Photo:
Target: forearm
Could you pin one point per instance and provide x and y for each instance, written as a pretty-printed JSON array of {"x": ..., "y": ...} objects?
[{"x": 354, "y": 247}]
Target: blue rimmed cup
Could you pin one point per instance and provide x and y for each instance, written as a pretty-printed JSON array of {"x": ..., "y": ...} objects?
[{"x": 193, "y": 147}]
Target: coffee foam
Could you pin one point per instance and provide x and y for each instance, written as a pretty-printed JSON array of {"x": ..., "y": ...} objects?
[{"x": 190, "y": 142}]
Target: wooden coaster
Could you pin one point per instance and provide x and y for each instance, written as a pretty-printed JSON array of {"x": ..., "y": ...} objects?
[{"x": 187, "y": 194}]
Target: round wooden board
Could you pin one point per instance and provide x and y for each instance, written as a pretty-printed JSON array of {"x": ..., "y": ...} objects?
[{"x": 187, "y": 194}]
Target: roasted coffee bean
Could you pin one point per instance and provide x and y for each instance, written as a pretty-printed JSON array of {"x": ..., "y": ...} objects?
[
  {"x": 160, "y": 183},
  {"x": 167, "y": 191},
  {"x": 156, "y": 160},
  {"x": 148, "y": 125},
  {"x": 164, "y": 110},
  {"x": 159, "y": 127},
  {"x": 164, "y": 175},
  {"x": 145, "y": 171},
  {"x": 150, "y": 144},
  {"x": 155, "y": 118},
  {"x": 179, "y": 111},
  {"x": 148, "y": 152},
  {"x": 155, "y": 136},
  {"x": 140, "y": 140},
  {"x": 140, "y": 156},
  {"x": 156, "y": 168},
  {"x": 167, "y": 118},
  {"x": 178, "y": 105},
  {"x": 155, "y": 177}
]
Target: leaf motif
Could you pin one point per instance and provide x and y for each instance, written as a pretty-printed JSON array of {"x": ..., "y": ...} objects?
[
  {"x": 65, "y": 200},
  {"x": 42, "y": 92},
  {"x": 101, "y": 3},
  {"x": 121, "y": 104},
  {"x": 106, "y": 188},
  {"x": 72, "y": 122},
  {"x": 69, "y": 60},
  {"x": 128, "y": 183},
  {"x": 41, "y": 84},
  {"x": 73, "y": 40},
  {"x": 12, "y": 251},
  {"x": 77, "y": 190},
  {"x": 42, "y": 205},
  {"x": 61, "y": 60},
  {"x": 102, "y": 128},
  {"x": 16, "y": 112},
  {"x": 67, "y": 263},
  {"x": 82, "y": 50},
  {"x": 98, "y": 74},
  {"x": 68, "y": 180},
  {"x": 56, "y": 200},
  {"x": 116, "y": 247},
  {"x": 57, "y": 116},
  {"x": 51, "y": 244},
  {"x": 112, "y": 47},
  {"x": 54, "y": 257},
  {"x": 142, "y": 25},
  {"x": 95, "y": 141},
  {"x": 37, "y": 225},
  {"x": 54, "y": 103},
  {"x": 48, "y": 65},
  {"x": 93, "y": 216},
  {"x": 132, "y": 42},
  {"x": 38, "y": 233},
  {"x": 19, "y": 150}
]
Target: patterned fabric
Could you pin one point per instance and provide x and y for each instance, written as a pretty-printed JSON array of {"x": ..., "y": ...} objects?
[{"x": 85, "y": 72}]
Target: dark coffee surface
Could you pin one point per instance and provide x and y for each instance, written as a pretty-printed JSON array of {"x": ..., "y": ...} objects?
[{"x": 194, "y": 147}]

* Exercise instructions: Copy every one of the records above verbatim, line for line.

* The reply:
Photo:
Target: forearm
Could you pin one point per instance and provide x and y for each instance, written as a pretty-printed JSON array of {"x": ..., "y": ...} objects?
[{"x": 354, "y": 247}]
Target: blue rimmed cup
Could you pin one point per instance and provide x and y for each instance, written as a pretty-printed JSON array of {"x": ..., "y": ...} objects?
[{"x": 193, "y": 147}]
Target: coffee foam
Could you pin one point per instance and provide x and y for each instance, written as a pretty-printed JSON array of {"x": ..., "y": ...} objects?
[{"x": 190, "y": 142}]
Target: wooden coaster
Could you pin one point per instance and provide x and y for each instance, written as a pretty-printed JSON array of {"x": ..., "y": ...} objects?
[{"x": 187, "y": 194}]
Target: round wooden board
Could you pin one point per instance and provide x and y for each instance, written as a pretty-printed JSON array of {"x": ..., "y": ...} objects?
[{"x": 187, "y": 194}]
Target: roasted coffee bean
Could you pin one point per instance and provide x and y for each instance, written as a pretty-printed JSON array of {"x": ..., "y": ...} objects?
[
  {"x": 160, "y": 183},
  {"x": 167, "y": 191},
  {"x": 156, "y": 160},
  {"x": 148, "y": 125},
  {"x": 164, "y": 110},
  {"x": 159, "y": 127},
  {"x": 164, "y": 175},
  {"x": 145, "y": 171},
  {"x": 150, "y": 144},
  {"x": 155, "y": 118},
  {"x": 179, "y": 111},
  {"x": 148, "y": 152},
  {"x": 155, "y": 136},
  {"x": 140, "y": 140},
  {"x": 140, "y": 156},
  {"x": 156, "y": 168},
  {"x": 167, "y": 118},
  {"x": 178, "y": 105},
  {"x": 155, "y": 177}
]
Target: leaf motif
Could you pin one point per instance and provide x and y for each instance, written as a pretty-printed JSON array of {"x": ..., "y": ...} objects?
[
  {"x": 65, "y": 200},
  {"x": 42, "y": 92},
  {"x": 101, "y": 3},
  {"x": 121, "y": 104},
  {"x": 106, "y": 188},
  {"x": 72, "y": 122},
  {"x": 69, "y": 60},
  {"x": 128, "y": 183},
  {"x": 41, "y": 84},
  {"x": 73, "y": 40},
  {"x": 12, "y": 251},
  {"x": 77, "y": 190},
  {"x": 42, "y": 205},
  {"x": 61, "y": 60},
  {"x": 102, "y": 128},
  {"x": 16, "y": 112},
  {"x": 67, "y": 263},
  {"x": 82, "y": 50},
  {"x": 98, "y": 74},
  {"x": 68, "y": 180},
  {"x": 56, "y": 200},
  {"x": 116, "y": 247},
  {"x": 57, "y": 116},
  {"x": 51, "y": 244},
  {"x": 112, "y": 47},
  {"x": 54, "y": 257},
  {"x": 142, "y": 25},
  {"x": 95, "y": 141},
  {"x": 37, "y": 225},
  {"x": 54, "y": 103},
  {"x": 48, "y": 65},
  {"x": 93, "y": 216},
  {"x": 132, "y": 42},
  {"x": 38, "y": 233},
  {"x": 19, "y": 150}
]
Target: patterned fabric
Could you pin one point per instance and provide x and y for each instance, written as a pretty-printed JSON array of {"x": ..., "y": ...} objects?
[{"x": 85, "y": 72}]
Target: dark coffee surface
Could you pin one point per instance and provide x and y for each instance, written as a pretty-printed JSON array of {"x": ..., "y": ...} objects?
[{"x": 194, "y": 147}]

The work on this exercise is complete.